Stored data:
□ □ □ □ □
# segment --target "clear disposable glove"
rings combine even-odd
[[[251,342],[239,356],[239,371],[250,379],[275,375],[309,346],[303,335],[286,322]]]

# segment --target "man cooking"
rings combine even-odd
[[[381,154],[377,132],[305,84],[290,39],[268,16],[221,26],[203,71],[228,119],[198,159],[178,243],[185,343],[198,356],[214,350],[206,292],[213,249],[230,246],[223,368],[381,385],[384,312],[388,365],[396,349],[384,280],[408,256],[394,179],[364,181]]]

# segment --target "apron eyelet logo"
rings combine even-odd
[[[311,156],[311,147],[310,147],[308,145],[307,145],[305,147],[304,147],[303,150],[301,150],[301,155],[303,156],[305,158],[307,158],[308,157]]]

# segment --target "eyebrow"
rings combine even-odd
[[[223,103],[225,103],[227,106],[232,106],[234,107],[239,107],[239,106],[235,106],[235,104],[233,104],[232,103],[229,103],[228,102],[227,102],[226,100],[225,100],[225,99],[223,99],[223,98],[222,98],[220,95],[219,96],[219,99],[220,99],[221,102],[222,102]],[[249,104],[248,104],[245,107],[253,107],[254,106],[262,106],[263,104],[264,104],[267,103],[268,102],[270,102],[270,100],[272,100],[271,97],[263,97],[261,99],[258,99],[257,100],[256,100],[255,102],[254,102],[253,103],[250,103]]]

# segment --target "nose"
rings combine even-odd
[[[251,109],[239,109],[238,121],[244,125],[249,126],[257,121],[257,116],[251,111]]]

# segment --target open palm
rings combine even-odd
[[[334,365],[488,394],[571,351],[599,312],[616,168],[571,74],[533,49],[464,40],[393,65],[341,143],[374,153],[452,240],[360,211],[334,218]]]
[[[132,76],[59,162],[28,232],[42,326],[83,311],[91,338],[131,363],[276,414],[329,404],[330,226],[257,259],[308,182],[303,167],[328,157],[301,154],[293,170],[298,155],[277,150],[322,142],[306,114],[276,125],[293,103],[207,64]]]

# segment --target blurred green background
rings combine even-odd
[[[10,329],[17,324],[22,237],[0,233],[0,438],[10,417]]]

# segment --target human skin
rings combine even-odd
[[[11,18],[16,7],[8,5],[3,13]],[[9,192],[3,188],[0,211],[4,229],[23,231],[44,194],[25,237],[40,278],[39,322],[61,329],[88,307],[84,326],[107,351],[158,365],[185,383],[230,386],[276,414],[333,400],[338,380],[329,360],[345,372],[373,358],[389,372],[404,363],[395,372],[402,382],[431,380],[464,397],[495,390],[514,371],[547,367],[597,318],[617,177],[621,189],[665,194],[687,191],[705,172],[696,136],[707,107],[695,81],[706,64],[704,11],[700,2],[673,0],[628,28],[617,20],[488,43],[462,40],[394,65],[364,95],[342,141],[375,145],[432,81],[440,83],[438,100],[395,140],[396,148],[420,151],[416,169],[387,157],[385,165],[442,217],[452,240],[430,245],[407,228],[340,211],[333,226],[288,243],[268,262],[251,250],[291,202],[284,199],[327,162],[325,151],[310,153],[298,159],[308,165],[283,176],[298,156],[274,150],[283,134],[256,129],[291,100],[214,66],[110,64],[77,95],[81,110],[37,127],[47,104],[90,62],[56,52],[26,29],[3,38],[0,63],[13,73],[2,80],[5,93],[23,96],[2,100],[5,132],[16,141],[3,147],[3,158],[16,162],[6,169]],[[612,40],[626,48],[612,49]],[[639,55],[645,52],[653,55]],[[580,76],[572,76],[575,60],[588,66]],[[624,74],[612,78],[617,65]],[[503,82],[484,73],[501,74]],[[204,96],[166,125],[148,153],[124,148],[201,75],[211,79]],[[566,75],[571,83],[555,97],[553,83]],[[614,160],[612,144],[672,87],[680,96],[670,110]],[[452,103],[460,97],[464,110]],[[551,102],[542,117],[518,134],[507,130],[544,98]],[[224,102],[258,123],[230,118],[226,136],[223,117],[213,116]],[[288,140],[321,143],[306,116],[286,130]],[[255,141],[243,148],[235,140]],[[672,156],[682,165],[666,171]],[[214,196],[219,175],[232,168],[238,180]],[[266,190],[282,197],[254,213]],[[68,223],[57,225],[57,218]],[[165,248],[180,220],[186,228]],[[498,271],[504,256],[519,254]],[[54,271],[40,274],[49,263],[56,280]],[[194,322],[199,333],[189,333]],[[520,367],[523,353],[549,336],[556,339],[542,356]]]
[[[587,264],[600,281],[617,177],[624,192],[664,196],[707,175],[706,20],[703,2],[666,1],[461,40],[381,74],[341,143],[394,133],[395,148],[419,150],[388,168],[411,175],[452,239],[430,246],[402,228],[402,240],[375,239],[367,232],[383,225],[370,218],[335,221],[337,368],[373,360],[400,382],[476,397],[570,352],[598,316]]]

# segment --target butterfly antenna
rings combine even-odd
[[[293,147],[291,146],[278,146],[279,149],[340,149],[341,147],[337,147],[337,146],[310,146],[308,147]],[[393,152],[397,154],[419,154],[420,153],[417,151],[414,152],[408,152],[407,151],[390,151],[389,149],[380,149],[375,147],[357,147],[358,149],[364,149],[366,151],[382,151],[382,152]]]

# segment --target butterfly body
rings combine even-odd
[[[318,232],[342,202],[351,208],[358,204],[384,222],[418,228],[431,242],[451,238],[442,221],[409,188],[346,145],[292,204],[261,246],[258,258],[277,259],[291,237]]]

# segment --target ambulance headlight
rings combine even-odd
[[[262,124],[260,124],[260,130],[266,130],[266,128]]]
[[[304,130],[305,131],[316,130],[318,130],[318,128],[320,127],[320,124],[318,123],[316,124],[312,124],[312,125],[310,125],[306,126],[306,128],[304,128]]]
□ □ □ □ □
What to do: Type out the entries again, word for word.

Solution to this problem:
# segment --target "clear disposable glove"
rings combine even-odd
[[[251,342],[239,356],[239,371],[250,379],[275,375],[309,346],[303,335],[286,322]]]

# segment --target "man cooking"
rings combine even-odd
[[[381,154],[377,132],[305,84],[290,39],[268,16],[221,26],[203,71],[228,119],[198,159],[178,243],[185,343],[198,356],[214,350],[206,292],[213,249],[230,246],[223,368],[381,385],[384,312],[388,365],[396,349],[384,280],[408,256],[394,179],[364,181]]]

# segment --target "apron eyelet logo"
rings combine even-odd
[[[311,156],[311,147],[310,147],[308,145],[307,145],[305,147],[304,147],[303,150],[301,150],[301,155],[303,156],[305,158],[307,158],[308,157]]]

# segment --target "eyebrow"
rings combine even-odd
[[[223,103],[225,103],[227,106],[232,106],[234,107],[239,107],[239,106],[235,106],[235,104],[233,104],[232,103],[229,103],[228,102],[227,102],[226,100],[225,100],[225,99],[223,99],[223,98],[222,98],[220,95],[219,96],[219,99],[220,99],[221,102],[222,102]],[[249,104],[248,104],[245,107],[253,107],[254,106],[262,106],[263,104],[264,104],[267,103],[268,102],[270,102],[270,100],[272,100],[271,97],[263,97],[261,99],[258,99],[257,100],[256,100],[255,102],[254,102],[253,103],[250,103]]]

# segment --target "nose"
rings combine even-odd
[[[251,109],[239,109],[238,121],[244,125],[249,126],[257,121],[257,116],[251,111]]]

# segment --target open palm
rings combine even-odd
[[[334,365],[488,394],[571,351],[599,312],[616,168],[571,74],[533,49],[464,40],[393,65],[341,143],[374,153],[452,240],[360,211],[334,218]]]
[[[132,76],[59,162],[28,232],[42,326],[83,311],[91,338],[131,363],[276,414],[329,404],[330,226],[257,259],[308,182],[303,167],[328,157],[301,154],[293,170],[298,155],[277,150],[322,142],[306,114],[276,125],[293,103],[207,64]]]

# segment --target blurred green background
rings combine even-odd
[[[10,329],[17,324],[22,237],[0,233],[0,438],[10,417]]]

# segment --target human skin
rings combine even-odd
[[[11,18],[16,7],[8,5],[3,13]],[[9,192],[3,188],[0,211],[4,229],[23,231],[44,194],[25,237],[40,278],[39,322],[61,329],[88,307],[84,326],[107,351],[158,365],[185,383],[230,386],[276,414],[333,400],[338,380],[329,360],[345,372],[373,358],[389,372],[404,363],[395,372],[402,382],[431,380],[464,397],[495,390],[514,371],[547,367],[597,318],[617,177],[621,189],[665,194],[687,191],[705,172],[696,136],[707,107],[695,81],[706,64],[704,11],[700,2],[673,0],[628,28],[617,20],[488,43],[462,40],[394,65],[364,95],[342,141],[375,145],[432,81],[440,83],[438,100],[395,140],[396,148],[420,151],[416,169],[387,157],[385,165],[442,217],[452,240],[430,245],[407,228],[340,211],[333,226],[288,243],[268,262],[251,250],[291,202],[284,199],[327,162],[325,151],[310,153],[298,159],[308,165],[283,176],[298,156],[274,150],[283,134],[256,129],[291,100],[214,66],[110,64],[77,95],[81,110],[37,127],[47,104],[90,62],[56,52],[26,29],[3,38],[0,63],[13,73],[2,80],[5,93],[23,96],[2,100],[5,132],[16,141],[3,147],[3,158],[16,162],[6,169]],[[612,40],[626,48],[612,49]],[[639,55],[645,52],[653,55]],[[580,76],[572,76],[575,60],[588,66]],[[624,74],[612,78],[617,65]],[[503,82],[484,73],[501,74]],[[204,96],[166,125],[148,153],[124,148],[201,75],[211,79]],[[566,75],[571,83],[555,97],[553,83]],[[614,160],[612,144],[672,87],[680,96],[670,110]],[[452,103],[460,97],[464,110]],[[551,102],[542,117],[518,134],[507,130],[544,98]],[[224,102],[258,123],[230,118],[226,136],[223,117],[213,116]],[[288,140],[321,143],[306,116],[286,130]],[[255,141],[243,148],[235,140]],[[672,156],[682,165],[666,171]],[[214,196],[219,175],[232,168],[238,180]],[[266,190],[282,197],[254,213]],[[68,223],[57,225],[57,218]],[[165,248],[180,220],[186,228]],[[498,271],[504,256],[519,254]],[[54,271],[40,274],[49,263],[56,280]],[[194,322],[199,333],[189,333]],[[520,367],[523,353],[549,336],[556,339],[542,356]]]
[[[587,264],[600,281],[617,177],[624,192],[664,196],[707,175],[706,20],[703,2],[666,1],[461,40],[381,74],[341,143],[394,133],[395,148],[419,150],[388,168],[411,175],[452,239],[430,246],[402,228],[402,240],[375,239],[367,232],[383,225],[370,218],[335,221],[337,368],[373,360],[400,382],[476,397],[570,352],[598,316]]]

# segment --target butterfly antenna
rings combine even-odd
[[[293,147],[291,146],[278,146],[279,149],[340,149],[341,147],[337,147],[337,146],[310,146],[308,147]],[[393,152],[397,154],[419,154],[420,153],[417,151],[414,152],[408,152],[407,151],[390,151],[389,149],[380,149],[375,147],[357,147],[358,149],[364,149],[366,151],[382,151],[382,152]]]

# segment --target butterfly body
rings combine even-odd
[[[318,232],[342,202],[351,208],[358,204],[384,222],[418,228],[431,242],[451,238],[442,221],[409,188],[346,145],[292,204],[261,246],[258,258],[277,259],[291,237]]]

# segment --target ambulance headlight
rings combine even-odd
[[[262,124],[260,124],[260,130],[266,130],[266,128]]]
[[[304,130],[305,131],[316,130],[318,130],[318,128],[320,127],[320,124],[318,123],[316,124],[312,124],[312,125],[310,125],[306,126],[306,128],[304,128]]]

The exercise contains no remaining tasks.